**必要な作業**
日本研究賞についての文章によると、授賞式はいつ、どこで行われたか。

**出典抜粋**
---+---
石川弘修 / 2019.07.16 (火)


国基研理事・企画委員 石川弘修

 

 国家基本問題研究所は、今年の日本研究賞の特別賞を現代史家の秦郁彦氏の英訳本 Comfort Women and Sex in the Battle Zone(慰安婦と戦場の性、米ハミルトンブックス)に授与した。奨励賞には、神戸大大学院法学研究科・簑原俊洋教授の「アメリカの排日運動と日米関係 『排日移民法』はなぜ成立したか」(朝日新聞出版)と、ペマ・ギャルポ拓殖大学国際日本文化研究所教授の「犠牲者120万人 祖国を中国に奪われたチベット人が語る 侵略に気づいていない日本人」(ハート出版)の2作品を決めた。7月10日、東京・内幸町のイイノホールで授賞式が行われた。

 ●秦氏の実証研究に高い評価
 日本研究賞はこれまで、外国人による研究を対象とし、日本への深い理解を示すか、新たな視点を提供あるいは問題を提起する著作を表彰してきたが、今年の第6回は特例として、日本人の秦氏への特別賞授与を決めた。
---+---
バウンディングボックスデータの抜粋
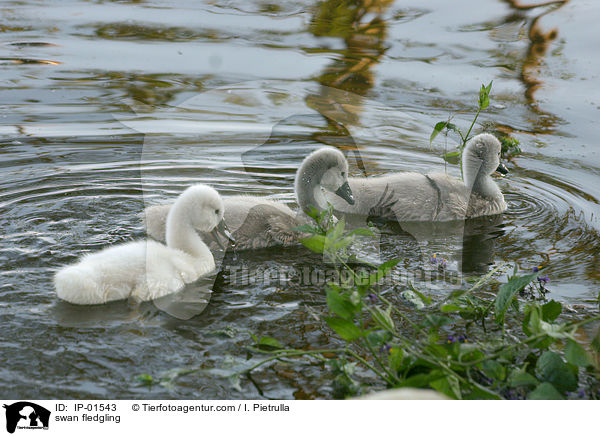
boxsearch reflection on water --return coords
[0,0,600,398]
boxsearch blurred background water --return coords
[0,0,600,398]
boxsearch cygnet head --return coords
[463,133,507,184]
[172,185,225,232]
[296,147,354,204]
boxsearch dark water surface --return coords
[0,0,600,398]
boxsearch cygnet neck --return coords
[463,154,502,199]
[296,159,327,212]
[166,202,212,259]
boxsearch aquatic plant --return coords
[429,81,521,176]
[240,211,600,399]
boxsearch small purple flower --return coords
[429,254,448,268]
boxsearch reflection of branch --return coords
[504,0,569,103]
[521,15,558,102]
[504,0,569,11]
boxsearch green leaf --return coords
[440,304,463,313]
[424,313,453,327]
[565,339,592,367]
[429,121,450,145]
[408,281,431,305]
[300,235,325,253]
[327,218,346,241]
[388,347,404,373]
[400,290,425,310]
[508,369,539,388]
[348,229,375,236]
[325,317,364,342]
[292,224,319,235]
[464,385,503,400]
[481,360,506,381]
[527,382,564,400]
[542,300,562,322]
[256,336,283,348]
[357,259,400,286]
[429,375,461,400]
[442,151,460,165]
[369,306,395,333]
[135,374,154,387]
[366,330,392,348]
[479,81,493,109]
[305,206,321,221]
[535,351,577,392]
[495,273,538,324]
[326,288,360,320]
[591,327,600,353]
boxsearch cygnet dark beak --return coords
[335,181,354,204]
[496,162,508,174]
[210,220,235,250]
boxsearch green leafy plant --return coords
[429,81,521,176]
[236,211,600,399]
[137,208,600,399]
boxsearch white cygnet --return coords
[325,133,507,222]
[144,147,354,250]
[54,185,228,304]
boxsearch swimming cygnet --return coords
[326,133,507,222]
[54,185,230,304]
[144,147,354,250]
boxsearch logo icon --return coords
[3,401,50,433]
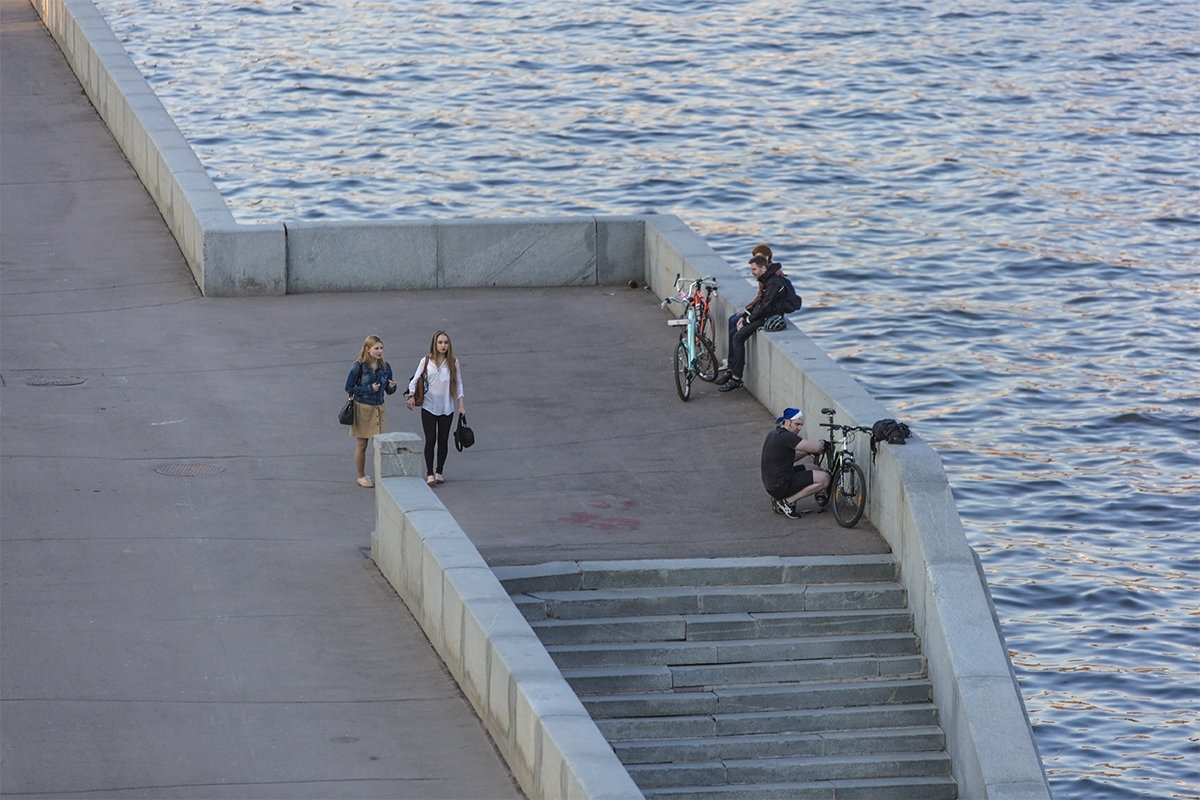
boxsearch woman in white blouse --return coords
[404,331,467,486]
---+---
**解答全文**
授賞式は7月10日に、東京・内幸町のイイノホールで行われた。